Archive for See Reptilicus and Die

Not yet, Balaoo!

Posted in FILM with tags , , , , , , , , , , , , , , , on April 23, 2024 by dcairns

THIS TRAGEDY OF THE FOOTPRINTS ON THE CEILING WILL JAM ANY THEATRE

A long time ago — a million years BC — I resolved to watch every film illustrated in Denis Gifford’s Pictorial History of the Horror Movie, a big green book (though some editions are purple) which loomed large in my childhood. I named this quixotic quest See Reptilicus and Die, and I blogged about my progress until there wasn’t any to blog about. The problem is that some of the films are lost — that’s OK, I discount those, though the idea of remaking them has some appeal — and some were unavailable. The project kind of fizzled after I finally saw REPTILICUS, and failed to die.

BALAOO, THE DEMON BABOON was one of these inaccessible items — and also one of the lost ones. Only fragments survive, and they’re in some cinematheque somewhere. I vaguely thought about travelling there. But YouTube has obviated that requirement!

------------------------------------------------------------

> **To be done**:
According to the blog post about the horror-film quest, what did the writer name the plan to watch every film shown in a certain book? The rows have nothing to do with this.

------------------------------------------------------------

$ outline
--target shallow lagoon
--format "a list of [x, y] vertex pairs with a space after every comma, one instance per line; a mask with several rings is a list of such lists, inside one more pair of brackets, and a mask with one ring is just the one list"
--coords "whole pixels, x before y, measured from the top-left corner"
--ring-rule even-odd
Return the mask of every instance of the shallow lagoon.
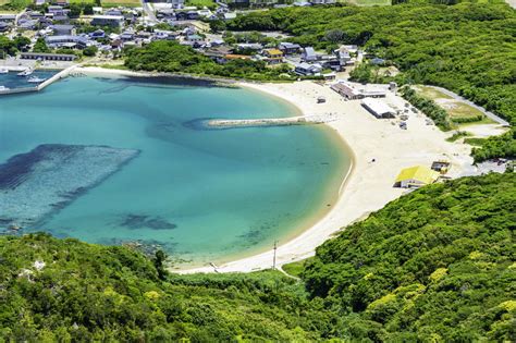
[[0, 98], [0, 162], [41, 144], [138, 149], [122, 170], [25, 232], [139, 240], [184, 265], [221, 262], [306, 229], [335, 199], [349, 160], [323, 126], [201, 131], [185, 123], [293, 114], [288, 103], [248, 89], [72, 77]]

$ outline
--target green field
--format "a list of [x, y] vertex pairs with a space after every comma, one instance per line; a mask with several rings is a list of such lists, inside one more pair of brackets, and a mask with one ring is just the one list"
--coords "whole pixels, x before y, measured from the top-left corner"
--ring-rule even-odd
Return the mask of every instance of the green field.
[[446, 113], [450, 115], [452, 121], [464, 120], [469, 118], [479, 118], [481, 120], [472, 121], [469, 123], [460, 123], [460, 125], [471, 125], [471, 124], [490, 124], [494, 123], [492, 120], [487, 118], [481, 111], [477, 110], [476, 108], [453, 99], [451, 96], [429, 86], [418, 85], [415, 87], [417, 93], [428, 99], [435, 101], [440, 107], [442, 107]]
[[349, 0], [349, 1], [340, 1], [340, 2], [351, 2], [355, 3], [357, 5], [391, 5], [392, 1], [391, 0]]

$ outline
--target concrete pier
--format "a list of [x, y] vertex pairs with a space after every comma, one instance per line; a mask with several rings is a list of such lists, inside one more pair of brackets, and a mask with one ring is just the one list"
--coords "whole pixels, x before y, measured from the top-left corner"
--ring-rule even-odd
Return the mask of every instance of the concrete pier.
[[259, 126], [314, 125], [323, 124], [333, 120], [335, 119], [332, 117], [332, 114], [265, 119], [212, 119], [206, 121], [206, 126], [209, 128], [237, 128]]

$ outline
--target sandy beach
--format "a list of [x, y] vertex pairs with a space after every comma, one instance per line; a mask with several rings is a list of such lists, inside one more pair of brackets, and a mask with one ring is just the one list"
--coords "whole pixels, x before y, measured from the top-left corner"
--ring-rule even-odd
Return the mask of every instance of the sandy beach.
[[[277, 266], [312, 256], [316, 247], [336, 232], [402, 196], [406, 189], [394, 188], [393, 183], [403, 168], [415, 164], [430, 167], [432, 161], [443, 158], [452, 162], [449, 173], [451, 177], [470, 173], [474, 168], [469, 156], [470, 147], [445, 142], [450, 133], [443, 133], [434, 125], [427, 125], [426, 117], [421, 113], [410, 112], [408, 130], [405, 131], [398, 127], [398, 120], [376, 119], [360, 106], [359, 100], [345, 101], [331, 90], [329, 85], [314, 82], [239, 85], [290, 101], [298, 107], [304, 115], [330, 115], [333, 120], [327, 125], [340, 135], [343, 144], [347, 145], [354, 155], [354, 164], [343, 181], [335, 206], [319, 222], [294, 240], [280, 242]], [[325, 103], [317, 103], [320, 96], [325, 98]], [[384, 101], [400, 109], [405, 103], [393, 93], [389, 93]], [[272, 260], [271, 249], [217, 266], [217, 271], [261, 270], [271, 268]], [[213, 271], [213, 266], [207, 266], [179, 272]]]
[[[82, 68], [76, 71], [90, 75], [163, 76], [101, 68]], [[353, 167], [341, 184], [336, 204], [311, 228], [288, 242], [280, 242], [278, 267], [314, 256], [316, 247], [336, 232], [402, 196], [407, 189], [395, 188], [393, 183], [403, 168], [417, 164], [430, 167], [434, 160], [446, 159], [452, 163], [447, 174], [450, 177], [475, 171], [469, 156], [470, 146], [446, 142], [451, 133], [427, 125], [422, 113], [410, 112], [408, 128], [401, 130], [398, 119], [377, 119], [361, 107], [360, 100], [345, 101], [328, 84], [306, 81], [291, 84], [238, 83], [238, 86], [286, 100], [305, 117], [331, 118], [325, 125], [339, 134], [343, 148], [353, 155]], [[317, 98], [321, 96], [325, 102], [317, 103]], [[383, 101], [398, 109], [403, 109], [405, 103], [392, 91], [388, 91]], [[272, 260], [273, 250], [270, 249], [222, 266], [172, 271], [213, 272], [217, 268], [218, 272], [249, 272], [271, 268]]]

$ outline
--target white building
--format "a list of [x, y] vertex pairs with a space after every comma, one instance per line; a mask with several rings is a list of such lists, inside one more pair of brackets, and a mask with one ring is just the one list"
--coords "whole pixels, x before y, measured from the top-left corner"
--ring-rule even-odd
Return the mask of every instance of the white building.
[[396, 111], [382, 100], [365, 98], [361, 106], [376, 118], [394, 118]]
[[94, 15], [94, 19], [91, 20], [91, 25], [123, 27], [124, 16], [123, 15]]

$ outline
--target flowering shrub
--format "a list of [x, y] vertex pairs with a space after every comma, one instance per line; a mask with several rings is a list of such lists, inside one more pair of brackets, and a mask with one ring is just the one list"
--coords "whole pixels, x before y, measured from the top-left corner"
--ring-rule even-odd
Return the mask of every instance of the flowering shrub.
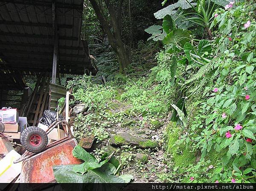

------------------------------------------------------------

> **The completed task**:
See Reptilicus and Die